>> start Working data
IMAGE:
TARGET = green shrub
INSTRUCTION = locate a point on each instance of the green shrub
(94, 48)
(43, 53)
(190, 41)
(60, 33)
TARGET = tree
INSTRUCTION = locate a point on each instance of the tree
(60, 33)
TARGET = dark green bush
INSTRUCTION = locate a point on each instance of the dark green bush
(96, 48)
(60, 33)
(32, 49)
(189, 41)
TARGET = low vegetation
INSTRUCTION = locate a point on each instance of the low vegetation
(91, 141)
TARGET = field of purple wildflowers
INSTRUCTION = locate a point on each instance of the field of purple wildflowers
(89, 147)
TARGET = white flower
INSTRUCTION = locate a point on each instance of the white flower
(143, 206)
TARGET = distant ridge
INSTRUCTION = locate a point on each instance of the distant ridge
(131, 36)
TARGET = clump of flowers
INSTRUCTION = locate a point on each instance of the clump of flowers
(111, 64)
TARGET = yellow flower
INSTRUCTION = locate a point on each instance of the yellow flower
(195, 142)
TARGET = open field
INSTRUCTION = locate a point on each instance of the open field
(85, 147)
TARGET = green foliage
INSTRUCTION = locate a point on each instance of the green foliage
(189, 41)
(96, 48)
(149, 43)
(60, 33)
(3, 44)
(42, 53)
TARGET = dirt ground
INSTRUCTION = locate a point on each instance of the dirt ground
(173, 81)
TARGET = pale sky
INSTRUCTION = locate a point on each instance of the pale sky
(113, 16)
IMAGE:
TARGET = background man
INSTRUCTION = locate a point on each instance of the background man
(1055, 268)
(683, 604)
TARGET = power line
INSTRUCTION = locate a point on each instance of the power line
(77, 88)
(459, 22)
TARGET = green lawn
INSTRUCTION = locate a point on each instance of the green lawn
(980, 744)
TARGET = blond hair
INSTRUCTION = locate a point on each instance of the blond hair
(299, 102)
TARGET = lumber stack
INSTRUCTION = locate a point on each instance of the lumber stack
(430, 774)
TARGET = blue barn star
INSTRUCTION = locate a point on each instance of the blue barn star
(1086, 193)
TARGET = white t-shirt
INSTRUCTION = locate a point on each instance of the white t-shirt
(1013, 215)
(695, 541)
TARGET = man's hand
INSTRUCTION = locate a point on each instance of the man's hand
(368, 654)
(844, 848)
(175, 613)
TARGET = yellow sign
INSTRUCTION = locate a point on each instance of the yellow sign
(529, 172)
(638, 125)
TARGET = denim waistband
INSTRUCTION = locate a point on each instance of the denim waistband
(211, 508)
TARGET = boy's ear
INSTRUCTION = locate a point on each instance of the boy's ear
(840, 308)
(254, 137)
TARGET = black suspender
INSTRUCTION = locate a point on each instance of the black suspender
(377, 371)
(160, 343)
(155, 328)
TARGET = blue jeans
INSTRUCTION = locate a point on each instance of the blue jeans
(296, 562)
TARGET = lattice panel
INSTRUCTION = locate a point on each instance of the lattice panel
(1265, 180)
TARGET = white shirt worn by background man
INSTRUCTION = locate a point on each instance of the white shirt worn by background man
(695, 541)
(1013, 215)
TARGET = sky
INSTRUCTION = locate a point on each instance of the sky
>> end Working data
## What you are asked to do
Could you write all of the items above out again with "locate" swapped for "mark" everywhere it occurs and nothing else changed?

## Reply
IMAGE:
TARGET = green shrub
INSTRUCTION = mark a point on each instance of the green shrub
(94, 48)
(43, 53)
(190, 41)
(60, 33)
TARGET = tree
INSTRUCTION = mark a point on each instance of the tree
(60, 33)
TARGET = dark green bush
INSTRUCTION = mark a point on each instance of the dark green bush
(96, 48)
(60, 33)
(32, 49)
(189, 41)
TARGET = low vegetation
INSTRUCTION = mark a point on each instance of the low vegetation
(91, 141)
TARGET = field of purple wildflowers
INSTRUCTION = mark a point on each instance of the field of purple wildflowers
(89, 147)
TARGET = white flower
INSTRUCTION = mark a point on each instance of the white flower
(143, 206)
TARGET = distant ridge
INSTRUCTION = mark a point on each instance of the distant ridge
(131, 36)
TARGET = clump of flowers
INSTRUCTION = mark a point on each instance of the clump of flowers
(111, 64)
TARGET = yellow flower
INSTRUCTION = mark a point on each instance of the yellow flower
(195, 142)
TARGET = open field
INSTRUCTION = mark a point on each instance of the open field
(85, 147)
TARGET = green foliage
INSTRUCTION = mark a point on each instance of the green foliage
(189, 41)
(96, 48)
(149, 43)
(60, 33)
(3, 44)
(42, 53)
TARGET = dirt ground
INSTRUCTION = mark a point on each instance of the dirt ground
(173, 81)
TARGET = pale sky
INSTRUCTION = mark a point on each instance of the pale sky
(113, 16)
IMAGE:
TARGET = background man
INSTRUCTION = mark a point on each instance of the background man
(1055, 268)
(683, 604)
TARGET = power line
INSTRUCTION = mark a point on each instance of the power line
(77, 88)
(459, 22)
TARGET = green lawn
INSTRUCTION = mark a point on each instance of the green lawn
(980, 744)
TARGET = blond hair
INSTRUCTION = mark a point on each instance of the blond hair
(299, 102)
TARGET = lumber stack
INSTRUCTION = mark a point on each instance of the lumber stack
(430, 774)
TARGET = blue barn star
INSTRUCTION = mark a point on each instance of the blue barn star
(1086, 193)
TARGET = white t-shirt
INSTRUCTION = mark a point on each instance of the white t-shirt
(1013, 215)
(695, 541)
TARGET = man's hand
INSTRUCTION = mark a point on each instance of the man's hand
(368, 654)
(844, 848)
(175, 613)
TARGET = yellow sign
INSTRUCTION = mark a point on each instance of the yellow sign
(529, 172)
(638, 125)
TARGET = denim waistband
INSTRUCTION = mark a point on each instance of the denim waistband
(211, 508)
TARGET = boy's ear
INSTRUCTION = mark a point on each instance of the boy's ear
(840, 308)
(254, 137)
TARGET = black suspender
INSTRUCTION = mark a point on each instance of the black suspender
(377, 371)
(160, 343)
(155, 328)
TARGET = blue jeans
INSTRUCTION = mark a point on each instance of the blue jeans
(296, 562)
TARGET = lattice panel
INSTRUCTION = mark a point on each instance of the lattice panel
(1265, 180)
TARGET = white shirt worn by background man
INSTRUCTION = mark a point on each instance of the white shirt worn by background man
(695, 541)
(1013, 215)
TARGET = sky
INSTRUCTION = mark a point on each instance of the sky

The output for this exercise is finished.